**WHAT THE TASK ASKS**
Retype the whole listing below, character for character.

**Data entries**
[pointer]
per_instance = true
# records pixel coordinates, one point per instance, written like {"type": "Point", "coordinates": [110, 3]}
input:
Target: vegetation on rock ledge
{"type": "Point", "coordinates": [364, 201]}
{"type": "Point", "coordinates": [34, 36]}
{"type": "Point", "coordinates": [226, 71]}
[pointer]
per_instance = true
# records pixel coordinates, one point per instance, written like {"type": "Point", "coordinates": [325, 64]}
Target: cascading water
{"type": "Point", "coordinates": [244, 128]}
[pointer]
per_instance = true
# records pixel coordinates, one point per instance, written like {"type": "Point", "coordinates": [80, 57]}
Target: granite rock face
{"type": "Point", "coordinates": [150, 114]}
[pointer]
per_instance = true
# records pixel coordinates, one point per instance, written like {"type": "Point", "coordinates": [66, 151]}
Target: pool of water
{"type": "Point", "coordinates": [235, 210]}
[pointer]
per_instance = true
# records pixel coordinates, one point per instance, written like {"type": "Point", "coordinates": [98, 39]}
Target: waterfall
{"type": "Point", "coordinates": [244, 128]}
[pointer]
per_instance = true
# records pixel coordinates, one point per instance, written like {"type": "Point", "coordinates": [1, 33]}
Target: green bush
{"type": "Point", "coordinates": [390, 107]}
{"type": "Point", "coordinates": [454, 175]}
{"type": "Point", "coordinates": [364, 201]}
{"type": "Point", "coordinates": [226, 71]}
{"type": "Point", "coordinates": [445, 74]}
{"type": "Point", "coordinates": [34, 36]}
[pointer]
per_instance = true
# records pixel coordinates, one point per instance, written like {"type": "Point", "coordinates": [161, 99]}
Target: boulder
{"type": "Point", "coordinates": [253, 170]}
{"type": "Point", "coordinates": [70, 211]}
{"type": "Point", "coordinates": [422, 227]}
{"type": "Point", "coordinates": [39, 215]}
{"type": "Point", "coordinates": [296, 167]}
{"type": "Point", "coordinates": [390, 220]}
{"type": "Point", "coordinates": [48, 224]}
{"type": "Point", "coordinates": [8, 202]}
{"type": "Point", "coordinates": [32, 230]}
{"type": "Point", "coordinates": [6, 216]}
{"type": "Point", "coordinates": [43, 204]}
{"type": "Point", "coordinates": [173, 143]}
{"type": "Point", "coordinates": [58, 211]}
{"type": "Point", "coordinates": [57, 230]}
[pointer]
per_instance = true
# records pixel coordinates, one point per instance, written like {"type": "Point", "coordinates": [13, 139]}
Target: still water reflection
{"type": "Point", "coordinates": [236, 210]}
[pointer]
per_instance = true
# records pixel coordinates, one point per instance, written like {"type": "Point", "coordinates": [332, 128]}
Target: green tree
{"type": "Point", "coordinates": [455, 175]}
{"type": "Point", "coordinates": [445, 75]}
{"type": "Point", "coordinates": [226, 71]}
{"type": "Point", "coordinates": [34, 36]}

**WRITTEN ANSWER**
[pointer]
per_instance = true
# records pixel coordinates, one point per instance, written like {"type": "Point", "coordinates": [110, 3]}
input:
Target: vegetation on rock ledge
{"type": "Point", "coordinates": [364, 201]}
{"type": "Point", "coordinates": [34, 36]}
{"type": "Point", "coordinates": [226, 71]}
[pointer]
per_instance = true
# records pixel coordinates, one point per instance, written like {"type": "Point", "coordinates": [325, 64]}
Target: cascading water
{"type": "Point", "coordinates": [244, 128]}
[pointer]
per_instance = true
# records pixel coordinates, one point per instance, written like {"type": "Point", "coordinates": [80, 57]}
Target: granite rock face
{"type": "Point", "coordinates": [150, 114]}
[pointer]
per_instance = true
# records pixel coordinates, one point per instance, written like {"type": "Point", "coordinates": [66, 151]}
Target: pool of water
{"type": "Point", "coordinates": [235, 210]}
[pointer]
per_instance = true
# records pixel coordinates, one point per instance, written like {"type": "Point", "coordinates": [98, 39]}
Target: waterfall
{"type": "Point", "coordinates": [244, 128]}
[pointer]
per_instance = true
# records pixel coordinates, one point per instance, written like {"type": "Point", "coordinates": [1, 33]}
Target: green bush
{"type": "Point", "coordinates": [390, 107]}
{"type": "Point", "coordinates": [454, 175]}
{"type": "Point", "coordinates": [364, 201]}
{"type": "Point", "coordinates": [226, 71]}
{"type": "Point", "coordinates": [445, 74]}
{"type": "Point", "coordinates": [34, 36]}
[pointer]
per_instance = true
# records pixel coordinates, one point per instance, written like {"type": "Point", "coordinates": [161, 99]}
Target: boulder
{"type": "Point", "coordinates": [253, 170]}
{"type": "Point", "coordinates": [70, 211]}
{"type": "Point", "coordinates": [422, 227]}
{"type": "Point", "coordinates": [39, 215]}
{"type": "Point", "coordinates": [296, 167]}
{"type": "Point", "coordinates": [390, 220]}
{"type": "Point", "coordinates": [48, 224]}
{"type": "Point", "coordinates": [8, 202]}
{"type": "Point", "coordinates": [32, 230]}
{"type": "Point", "coordinates": [6, 216]}
{"type": "Point", "coordinates": [43, 204]}
{"type": "Point", "coordinates": [173, 143]}
{"type": "Point", "coordinates": [58, 211]}
{"type": "Point", "coordinates": [57, 230]}
[pointer]
per_instance = true
# records pixel coordinates, one point per instance, written like {"type": "Point", "coordinates": [13, 139]}
Target: still water reflection
{"type": "Point", "coordinates": [236, 210]}
[pointer]
per_instance = true
# records pixel coordinates, one point per instance, written like {"type": "Point", "coordinates": [332, 128]}
Target: green tree
{"type": "Point", "coordinates": [455, 175]}
{"type": "Point", "coordinates": [445, 75]}
{"type": "Point", "coordinates": [226, 71]}
{"type": "Point", "coordinates": [34, 36]}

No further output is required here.